#### Raw records

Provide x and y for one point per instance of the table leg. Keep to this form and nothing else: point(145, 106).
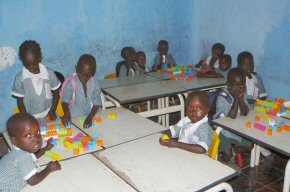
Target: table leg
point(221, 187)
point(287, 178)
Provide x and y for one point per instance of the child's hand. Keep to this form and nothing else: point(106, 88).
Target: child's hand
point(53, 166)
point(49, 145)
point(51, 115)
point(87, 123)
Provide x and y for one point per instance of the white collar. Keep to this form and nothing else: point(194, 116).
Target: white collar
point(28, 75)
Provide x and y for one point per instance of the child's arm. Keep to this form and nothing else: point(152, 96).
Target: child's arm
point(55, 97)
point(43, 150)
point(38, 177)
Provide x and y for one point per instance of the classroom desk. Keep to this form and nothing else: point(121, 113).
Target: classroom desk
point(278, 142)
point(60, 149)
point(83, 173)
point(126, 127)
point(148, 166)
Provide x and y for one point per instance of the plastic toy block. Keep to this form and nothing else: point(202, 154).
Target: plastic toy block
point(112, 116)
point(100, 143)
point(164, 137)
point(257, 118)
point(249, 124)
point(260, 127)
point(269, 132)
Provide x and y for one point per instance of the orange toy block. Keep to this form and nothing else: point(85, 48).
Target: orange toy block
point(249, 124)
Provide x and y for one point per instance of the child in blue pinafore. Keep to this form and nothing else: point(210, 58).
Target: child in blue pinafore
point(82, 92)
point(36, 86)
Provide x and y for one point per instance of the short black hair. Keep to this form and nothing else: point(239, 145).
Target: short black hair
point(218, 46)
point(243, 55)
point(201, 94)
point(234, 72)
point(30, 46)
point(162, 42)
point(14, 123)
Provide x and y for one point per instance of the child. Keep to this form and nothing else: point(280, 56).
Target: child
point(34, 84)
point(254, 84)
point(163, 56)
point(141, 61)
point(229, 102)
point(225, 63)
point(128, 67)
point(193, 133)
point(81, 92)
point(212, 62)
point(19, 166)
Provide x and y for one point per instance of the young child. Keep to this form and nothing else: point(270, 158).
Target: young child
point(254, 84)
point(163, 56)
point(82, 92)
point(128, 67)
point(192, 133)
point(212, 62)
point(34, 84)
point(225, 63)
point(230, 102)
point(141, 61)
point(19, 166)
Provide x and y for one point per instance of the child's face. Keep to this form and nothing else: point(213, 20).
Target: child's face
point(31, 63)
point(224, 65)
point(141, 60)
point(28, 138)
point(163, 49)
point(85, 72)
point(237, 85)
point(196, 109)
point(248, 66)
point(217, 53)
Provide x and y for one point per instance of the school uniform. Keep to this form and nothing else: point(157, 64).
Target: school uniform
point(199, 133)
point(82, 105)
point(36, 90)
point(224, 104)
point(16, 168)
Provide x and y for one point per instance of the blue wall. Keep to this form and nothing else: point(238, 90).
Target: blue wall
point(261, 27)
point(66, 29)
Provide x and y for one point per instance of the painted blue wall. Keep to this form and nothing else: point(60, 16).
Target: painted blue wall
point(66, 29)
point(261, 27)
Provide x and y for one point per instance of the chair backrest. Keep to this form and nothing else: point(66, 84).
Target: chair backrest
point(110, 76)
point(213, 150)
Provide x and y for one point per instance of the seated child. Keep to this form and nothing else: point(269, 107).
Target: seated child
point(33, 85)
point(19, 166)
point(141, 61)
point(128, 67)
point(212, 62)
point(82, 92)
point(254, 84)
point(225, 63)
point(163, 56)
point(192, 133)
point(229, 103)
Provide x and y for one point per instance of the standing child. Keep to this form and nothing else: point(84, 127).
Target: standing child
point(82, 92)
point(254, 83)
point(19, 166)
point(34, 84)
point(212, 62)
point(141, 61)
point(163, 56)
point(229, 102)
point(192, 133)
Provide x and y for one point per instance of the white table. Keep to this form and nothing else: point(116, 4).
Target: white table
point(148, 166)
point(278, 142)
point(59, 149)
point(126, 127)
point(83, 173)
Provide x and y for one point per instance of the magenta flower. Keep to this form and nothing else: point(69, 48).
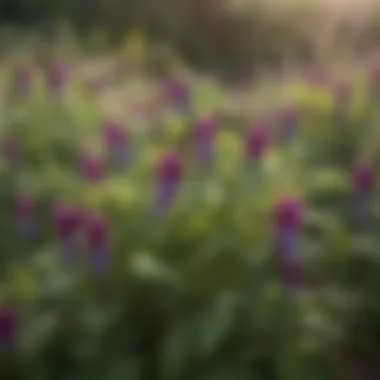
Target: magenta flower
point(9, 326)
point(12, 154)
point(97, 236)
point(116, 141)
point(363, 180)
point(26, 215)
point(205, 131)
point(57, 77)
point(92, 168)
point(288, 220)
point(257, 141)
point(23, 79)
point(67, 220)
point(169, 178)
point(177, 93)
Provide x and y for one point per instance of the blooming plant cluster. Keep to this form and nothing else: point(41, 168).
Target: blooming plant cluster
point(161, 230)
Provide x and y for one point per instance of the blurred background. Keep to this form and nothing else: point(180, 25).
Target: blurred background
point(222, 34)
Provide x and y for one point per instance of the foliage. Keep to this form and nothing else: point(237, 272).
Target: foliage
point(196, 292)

########

What you will do →
Set down all the entries exactly as they appear, but skip any pictures.

Exercise result →
Provide x and y for one point per instance of the table leg. Keep to this form and nothing else: point(145, 106).
Target: table leg
point(221, 187)
point(287, 178)
Provide x and y for one point per instance of the child's hand. Keep to this form and nothing else: point(106, 88).
Target: child's hand
point(53, 166)
point(49, 145)
point(51, 115)
point(87, 123)
Provide x and y for one point per instance of the white collar. Keep to this form and nothing else: point(194, 116).
Target: white collar
point(28, 75)
Provide x and y for one point per instance of the child's arm. Keep to this form and nothing else: point(152, 96).
Target: child's arm
point(55, 97)
point(43, 150)
point(38, 177)
Provide x and y for one point per instance of the classroom desk. Keep to this form and nothing else: point(121, 113).
Target: classroom desk
point(278, 142)
point(60, 149)
point(83, 173)
point(126, 127)
point(148, 166)
Provide x and y for one point per instance of the plastic toy block. Keep to this form and nothing else: point(202, 154).
Target: plastic toy block
point(112, 116)
point(100, 143)
point(164, 137)
point(257, 118)
point(249, 124)
point(260, 127)
point(269, 132)
Provide x and y for one point per instance of the orange toy block. Keep to this form and nothing else: point(85, 48).
Target: orange toy block
point(249, 124)
Provide x and y for one point per instance of the child in blue pinafore. Keep to this form and nothing else: point(210, 58).
Target: child in blue pinafore
point(82, 92)
point(36, 86)
Provide x and y for one point per instance of the short black hair. Keep to this form and nothing else: point(239, 145).
Target: short black hair
point(218, 46)
point(243, 55)
point(201, 94)
point(234, 72)
point(30, 46)
point(162, 42)
point(14, 123)
Provide x and y for one point per instance of the child. Keep to this form and nothing else: point(280, 56).
Target: child
point(34, 84)
point(254, 84)
point(163, 56)
point(141, 61)
point(229, 102)
point(225, 63)
point(128, 67)
point(193, 133)
point(81, 92)
point(212, 62)
point(19, 166)
Provide x and y for one point per instance of the young child. Keep to this form and nothing else: point(270, 158).
Target: young child
point(254, 84)
point(163, 56)
point(82, 92)
point(128, 67)
point(192, 133)
point(212, 62)
point(34, 84)
point(225, 63)
point(230, 102)
point(141, 61)
point(19, 166)
Provide x and y for one point per instance of the child's face. Keep to this form and nothing else: point(213, 20).
Target: child's face
point(31, 63)
point(224, 65)
point(141, 60)
point(28, 138)
point(163, 49)
point(85, 72)
point(237, 85)
point(196, 109)
point(248, 66)
point(217, 53)
Provide x and y for one point per instance of the school uniform. Keep to this form and nothing else: point(157, 64).
Target: school uniform
point(199, 133)
point(82, 105)
point(36, 90)
point(224, 104)
point(16, 168)
Provide x and y for one point per instance of the blue wall. Keep to this form and nothing else: point(238, 90).
Target: blue wall
point(261, 27)
point(66, 29)
Provide x and y for one point per instance of the painted blue wall. Keep to this form and nothing else: point(60, 16).
Target: painted blue wall
point(66, 29)
point(261, 27)
Provide x and y for one point per instance of the chair backrest. Keep to this form and nothing else: point(66, 84).
Target: chair backrest
point(110, 76)
point(213, 150)
Provide x and y for one point per instance of the seated child. Keep to this form and nothing else: point(269, 107).
Target: seated child
point(33, 85)
point(19, 166)
point(141, 61)
point(128, 67)
point(212, 62)
point(82, 92)
point(254, 84)
point(225, 63)
point(163, 56)
point(192, 133)
point(229, 103)
Provide x and y for one point per instance of the standing child. Keep to this form and nothing else: point(84, 127).
Target: standing child
point(82, 92)
point(254, 83)
point(19, 166)
point(34, 84)
point(212, 62)
point(141, 61)
point(163, 56)
point(229, 102)
point(192, 133)
Provide x and y for one point per instance of the white table. Keep to this form and nothing else: point(116, 4).
Target: white table
point(148, 166)
point(278, 142)
point(59, 149)
point(126, 127)
point(83, 173)
Provide x and y for one point per instance of the magenta flower. Keep to this form and nothing else: point(69, 48).
Target: magenta flower
point(9, 326)
point(12, 154)
point(97, 236)
point(116, 141)
point(363, 180)
point(26, 215)
point(205, 131)
point(57, 77)
point(92, 168)
point(288, 220)
point(257, 141)
point(23, 79)
point(67, 220)
point(169, 178)
point(177, 93)
Provide x and y for one point per instance of the blooming plant cluster. Keep to this form and nothing else: point(41, 168).
Target: blooming plant cluster
point(161, 230)
Provide x and y for one point per instance of the blurred background. Keep to this form and nothing else: point(180, 25).
Target: blurred background
point(222, 34)
Provide x and y for one point per instance of the foliage. Keep to this form and nothing else: point(237, 272).
Target: foliage
point(196, 292)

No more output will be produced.